_Requirement A_.
Answer these questions from the jobs report article, one per line, marked (i), (ii) and (iii):
(i) What was the labor force participation rate in September?
(ii) What average monthly payroll gain was typical before the pandemic?
(iii) What rate hike does Shah say the number confirms the Fed needs in November?
_Requirement B_.
Rewrite the paragraph of the jobs report article that begins "Average hourly earnings, a closely watched part" as a short bulleted list that keeps its main facts.
_Requirement C_.
Return the exact part of the jobs report article that opens with the words containing "Job growth slowed" and closes with "estimates from Bloomberg.".
---------- Provided text
U.S. economy adds 263,000 jobs in September, unemployment rate falls to 3.5%

Job growth slowed for a second month in September as a series of supersized interest rate hikes permeated the U.S. economy, but the softer nonfarm payroll gain is still unlikely to deter policymakers from aggressive monetary action to fight inflation that remains at a decades-high.

Here are highlights from the latest monthly jobs report released by the Labor Department on Friday, compared to consensus estimates from Bloomberg.

  • Non-farm payrolls: +263,000 vs. +255,000 expected

  • Unemployment rate: 3.5% vs. 3.7% expected

  • Average hourly earnings, month-over-month: +0.3% vs. +0.3% expected

  • Average hourly earnings, year-over-year: +5.0% vs. +5.0% expected

The cool-off in September employment data is a welcome sign for Fed officials trying to tamp down an extraordinarily tight labor market that has placed upward pressure on wages and contributed to soaring prices. However, the print remains substantially higher than the 150,000-200,000 average that was typical before the pandemic, leaving room for the U.S. central bank to proceed with hefty rate increases.

“Today’s job number is a hawkish reading, with almost all the elements of the report moving in the wrong direction for the Fed," Principal Global Investors Chief Global Strategist Seema Shah said in a note.

Stocks plunged and Treasury yields spiked on Friday as investors digested the data after hoping a larger decline in the headline number would encourage sooner policy shift by the Fed.

"Payrolls were broadly in line with expectations but, importantly in this good news is bad news: markets were hoping for a downside surprise today," Shah added. "Instead, the number only confirms that the Fed needs to hike rates by a fourth consecutive 0.75% in November.”

Despite the drop off in jobs added during the month, the unemployment rate fell to 3.5%, while economists had expected the figure to hold at 3.7%. The labor force participation rate in September ticked down slightly to 62.3% from 62.4% the prior month.

Average hourly earnings, a closely watched part of the report, rose 0.3% over the month, on par with both the prior reading and Wall Street expectations. On an annual basis, wages slipped slightly to 5.0% from 5.2% in August, also in line with estimates.

“To the extent that there are any implications for the Fed, the data brings us back to where we were before last month,” Jefferies economists Thomas Simons and Aneta Markowska said in commentary. “There is not a lot of capacity for the labor force to grow, and thus, strong wage pressure is going to continue to be an issue."
--------------------
---------- Source information
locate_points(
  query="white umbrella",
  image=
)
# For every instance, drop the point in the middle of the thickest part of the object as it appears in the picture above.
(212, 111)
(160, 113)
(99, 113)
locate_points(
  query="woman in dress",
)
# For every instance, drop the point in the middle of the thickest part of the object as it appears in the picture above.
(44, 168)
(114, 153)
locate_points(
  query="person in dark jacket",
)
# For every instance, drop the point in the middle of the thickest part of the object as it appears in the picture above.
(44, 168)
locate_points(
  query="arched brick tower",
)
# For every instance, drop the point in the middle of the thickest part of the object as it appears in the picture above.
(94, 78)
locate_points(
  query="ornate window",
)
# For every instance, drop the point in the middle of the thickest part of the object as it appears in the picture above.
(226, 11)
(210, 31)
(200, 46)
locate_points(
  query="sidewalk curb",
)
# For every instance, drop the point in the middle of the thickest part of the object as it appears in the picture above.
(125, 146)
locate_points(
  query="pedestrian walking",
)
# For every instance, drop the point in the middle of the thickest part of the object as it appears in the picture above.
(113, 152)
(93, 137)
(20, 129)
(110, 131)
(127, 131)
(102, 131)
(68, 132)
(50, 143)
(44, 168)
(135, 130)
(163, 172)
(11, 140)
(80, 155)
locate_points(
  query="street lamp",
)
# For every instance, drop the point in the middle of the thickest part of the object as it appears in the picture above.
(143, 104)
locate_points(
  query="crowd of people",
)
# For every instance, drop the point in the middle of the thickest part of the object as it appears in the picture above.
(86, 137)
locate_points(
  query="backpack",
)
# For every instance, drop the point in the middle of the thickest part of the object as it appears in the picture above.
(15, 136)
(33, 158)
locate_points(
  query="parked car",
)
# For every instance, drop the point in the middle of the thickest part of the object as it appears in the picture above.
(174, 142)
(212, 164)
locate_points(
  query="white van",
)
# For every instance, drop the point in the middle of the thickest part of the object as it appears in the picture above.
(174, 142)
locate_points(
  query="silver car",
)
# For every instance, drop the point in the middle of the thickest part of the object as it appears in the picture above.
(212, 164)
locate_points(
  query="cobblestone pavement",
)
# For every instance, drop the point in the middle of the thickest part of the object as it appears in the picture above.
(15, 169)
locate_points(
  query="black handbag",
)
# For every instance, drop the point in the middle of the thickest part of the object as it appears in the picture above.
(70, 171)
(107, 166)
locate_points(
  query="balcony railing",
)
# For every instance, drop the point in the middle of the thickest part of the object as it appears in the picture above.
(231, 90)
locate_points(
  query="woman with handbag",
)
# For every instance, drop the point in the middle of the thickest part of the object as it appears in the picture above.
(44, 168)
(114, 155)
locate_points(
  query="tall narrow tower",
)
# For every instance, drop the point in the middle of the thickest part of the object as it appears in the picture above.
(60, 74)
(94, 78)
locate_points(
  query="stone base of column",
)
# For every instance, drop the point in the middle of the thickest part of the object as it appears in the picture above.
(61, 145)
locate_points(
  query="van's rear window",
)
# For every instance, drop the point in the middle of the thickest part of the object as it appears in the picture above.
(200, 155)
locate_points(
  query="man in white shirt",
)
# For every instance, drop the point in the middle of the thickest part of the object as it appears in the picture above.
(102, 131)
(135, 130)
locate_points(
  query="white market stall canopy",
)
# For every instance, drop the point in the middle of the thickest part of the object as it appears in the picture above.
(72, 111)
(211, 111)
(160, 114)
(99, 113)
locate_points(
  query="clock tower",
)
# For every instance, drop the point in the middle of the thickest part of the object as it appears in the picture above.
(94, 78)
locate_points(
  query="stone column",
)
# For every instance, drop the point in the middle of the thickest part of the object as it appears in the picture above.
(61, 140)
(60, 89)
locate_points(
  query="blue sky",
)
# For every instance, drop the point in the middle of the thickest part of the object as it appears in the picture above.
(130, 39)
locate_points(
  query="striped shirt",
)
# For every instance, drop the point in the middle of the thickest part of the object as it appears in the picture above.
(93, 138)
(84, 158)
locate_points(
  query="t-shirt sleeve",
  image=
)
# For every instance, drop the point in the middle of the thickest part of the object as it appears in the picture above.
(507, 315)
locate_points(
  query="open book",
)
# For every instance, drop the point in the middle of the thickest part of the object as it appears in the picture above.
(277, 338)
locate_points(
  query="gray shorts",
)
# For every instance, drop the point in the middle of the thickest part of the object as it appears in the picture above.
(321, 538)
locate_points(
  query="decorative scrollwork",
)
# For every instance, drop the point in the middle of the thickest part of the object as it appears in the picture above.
--------------------
_Your response A_.
(i) 62.3%
(ii) 150,000-200,000
(iii) A fourth consecutive 0.75% hike

_Your response B_.
- Average hourly earnings rose 0.3% over the month, matching both the prior reading and Wall Street expectations.
- On an annual basis, wages slipped to 5.0% from 5.2% in August, also in line with estimates.

_Your response C_.
Job growth slowed for a second month in September as a series of supersized interest rate hikes permeated the U.S. economy, but the softer nonfarm payroll gain is still unlikely to deter policymakers from aggressive monetary action to fight inflation that remains at a decades-high.

Here are highlights from the latest monthly jobs report released by the Labor Department on Friday, compared to consensus estimates from Bloomberg.